:: Available records

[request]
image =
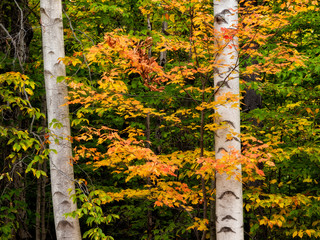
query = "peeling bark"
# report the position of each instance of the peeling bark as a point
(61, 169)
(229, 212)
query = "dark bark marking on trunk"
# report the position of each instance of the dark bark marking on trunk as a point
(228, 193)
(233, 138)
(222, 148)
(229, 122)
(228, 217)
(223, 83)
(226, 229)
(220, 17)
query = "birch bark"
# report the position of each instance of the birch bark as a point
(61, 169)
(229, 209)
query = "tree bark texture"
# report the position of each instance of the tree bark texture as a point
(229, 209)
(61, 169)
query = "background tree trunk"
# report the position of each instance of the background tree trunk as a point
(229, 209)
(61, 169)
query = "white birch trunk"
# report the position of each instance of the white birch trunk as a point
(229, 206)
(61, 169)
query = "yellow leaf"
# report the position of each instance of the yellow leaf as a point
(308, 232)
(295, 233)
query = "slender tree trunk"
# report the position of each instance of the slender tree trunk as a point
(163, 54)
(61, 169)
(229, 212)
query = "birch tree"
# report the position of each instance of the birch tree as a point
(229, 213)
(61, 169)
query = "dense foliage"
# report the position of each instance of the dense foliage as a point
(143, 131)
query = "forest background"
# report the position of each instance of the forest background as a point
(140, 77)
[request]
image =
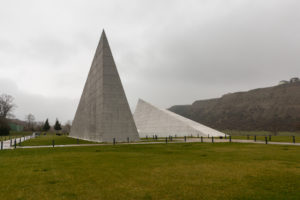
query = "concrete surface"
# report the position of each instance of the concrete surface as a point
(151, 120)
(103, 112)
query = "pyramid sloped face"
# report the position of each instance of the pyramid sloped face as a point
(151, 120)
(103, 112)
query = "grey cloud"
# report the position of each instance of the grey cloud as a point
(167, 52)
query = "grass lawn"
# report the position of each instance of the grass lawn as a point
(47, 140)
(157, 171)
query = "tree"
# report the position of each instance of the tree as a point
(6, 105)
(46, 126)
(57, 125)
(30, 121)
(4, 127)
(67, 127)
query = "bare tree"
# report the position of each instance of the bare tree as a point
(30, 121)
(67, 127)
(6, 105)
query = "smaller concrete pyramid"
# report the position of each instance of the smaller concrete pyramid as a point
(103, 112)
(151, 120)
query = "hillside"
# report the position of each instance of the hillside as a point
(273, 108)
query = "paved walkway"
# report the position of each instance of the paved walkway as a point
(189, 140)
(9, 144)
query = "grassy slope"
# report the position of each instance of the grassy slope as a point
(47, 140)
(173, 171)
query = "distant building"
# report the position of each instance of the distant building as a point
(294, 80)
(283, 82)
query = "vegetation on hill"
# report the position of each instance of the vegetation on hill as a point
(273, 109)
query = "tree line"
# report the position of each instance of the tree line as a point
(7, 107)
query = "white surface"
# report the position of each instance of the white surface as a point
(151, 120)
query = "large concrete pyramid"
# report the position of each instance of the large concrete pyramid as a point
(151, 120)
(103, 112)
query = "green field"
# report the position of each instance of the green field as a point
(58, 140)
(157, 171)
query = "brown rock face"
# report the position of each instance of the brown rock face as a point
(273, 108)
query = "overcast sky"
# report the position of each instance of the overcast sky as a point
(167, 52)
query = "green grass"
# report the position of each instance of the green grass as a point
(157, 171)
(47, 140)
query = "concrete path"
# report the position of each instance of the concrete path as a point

::::
:: Available records

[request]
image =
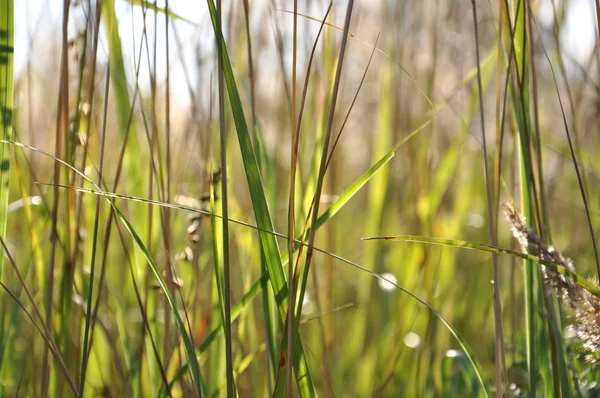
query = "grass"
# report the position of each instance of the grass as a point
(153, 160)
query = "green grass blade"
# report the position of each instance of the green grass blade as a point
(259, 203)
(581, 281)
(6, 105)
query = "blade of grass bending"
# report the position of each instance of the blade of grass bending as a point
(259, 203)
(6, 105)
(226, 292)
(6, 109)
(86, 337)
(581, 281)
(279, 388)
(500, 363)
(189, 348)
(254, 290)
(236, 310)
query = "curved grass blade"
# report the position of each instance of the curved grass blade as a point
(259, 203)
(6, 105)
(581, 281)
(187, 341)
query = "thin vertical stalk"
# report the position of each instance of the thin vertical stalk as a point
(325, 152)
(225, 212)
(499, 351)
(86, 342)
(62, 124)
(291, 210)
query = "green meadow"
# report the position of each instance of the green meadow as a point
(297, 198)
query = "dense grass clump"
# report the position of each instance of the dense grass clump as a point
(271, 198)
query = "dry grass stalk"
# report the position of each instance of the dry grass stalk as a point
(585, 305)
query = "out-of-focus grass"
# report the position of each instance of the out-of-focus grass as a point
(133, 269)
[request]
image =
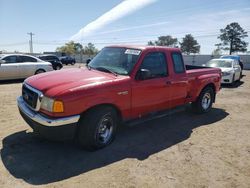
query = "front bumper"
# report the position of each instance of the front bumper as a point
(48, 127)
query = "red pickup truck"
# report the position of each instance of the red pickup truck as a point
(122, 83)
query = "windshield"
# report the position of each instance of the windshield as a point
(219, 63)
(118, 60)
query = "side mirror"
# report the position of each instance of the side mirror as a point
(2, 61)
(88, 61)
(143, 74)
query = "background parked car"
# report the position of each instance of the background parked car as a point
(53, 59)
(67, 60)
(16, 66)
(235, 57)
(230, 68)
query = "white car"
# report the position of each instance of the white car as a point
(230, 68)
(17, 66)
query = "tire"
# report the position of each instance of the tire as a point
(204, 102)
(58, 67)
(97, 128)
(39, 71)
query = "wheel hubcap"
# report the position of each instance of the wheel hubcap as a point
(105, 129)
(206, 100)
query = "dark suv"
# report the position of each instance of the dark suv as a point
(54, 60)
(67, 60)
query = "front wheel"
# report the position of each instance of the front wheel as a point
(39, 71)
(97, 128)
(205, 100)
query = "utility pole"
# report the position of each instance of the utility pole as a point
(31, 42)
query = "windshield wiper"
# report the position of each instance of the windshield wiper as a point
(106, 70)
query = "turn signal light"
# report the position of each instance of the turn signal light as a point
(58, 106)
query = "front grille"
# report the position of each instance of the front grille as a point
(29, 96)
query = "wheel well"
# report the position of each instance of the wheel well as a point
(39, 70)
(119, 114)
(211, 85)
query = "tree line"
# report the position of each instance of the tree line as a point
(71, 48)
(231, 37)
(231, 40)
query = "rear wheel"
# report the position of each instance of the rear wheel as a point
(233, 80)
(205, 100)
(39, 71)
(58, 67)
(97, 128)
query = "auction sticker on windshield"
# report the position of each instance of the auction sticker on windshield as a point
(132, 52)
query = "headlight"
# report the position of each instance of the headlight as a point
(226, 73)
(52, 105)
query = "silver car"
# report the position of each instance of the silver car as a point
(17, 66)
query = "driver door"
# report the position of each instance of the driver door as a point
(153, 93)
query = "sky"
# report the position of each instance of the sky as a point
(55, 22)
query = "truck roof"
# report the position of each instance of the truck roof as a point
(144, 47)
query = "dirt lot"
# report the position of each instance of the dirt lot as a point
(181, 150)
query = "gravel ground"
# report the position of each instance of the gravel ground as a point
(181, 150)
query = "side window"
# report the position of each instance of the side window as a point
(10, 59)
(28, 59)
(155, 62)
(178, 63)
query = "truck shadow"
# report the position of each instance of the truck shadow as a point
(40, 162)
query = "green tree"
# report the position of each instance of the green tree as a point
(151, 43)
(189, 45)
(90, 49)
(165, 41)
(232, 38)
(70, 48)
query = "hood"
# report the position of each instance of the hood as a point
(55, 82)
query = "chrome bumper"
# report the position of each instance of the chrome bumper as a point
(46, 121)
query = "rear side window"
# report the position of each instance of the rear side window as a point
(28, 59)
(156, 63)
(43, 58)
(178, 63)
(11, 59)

::::

Exercise instructions: Gather every line in the material above that contains the word "hubcap" and copy each one out. Case counts.

The solution:
query = "wheel hubcap"
# report the position of each instance of the wheel hubcap as a point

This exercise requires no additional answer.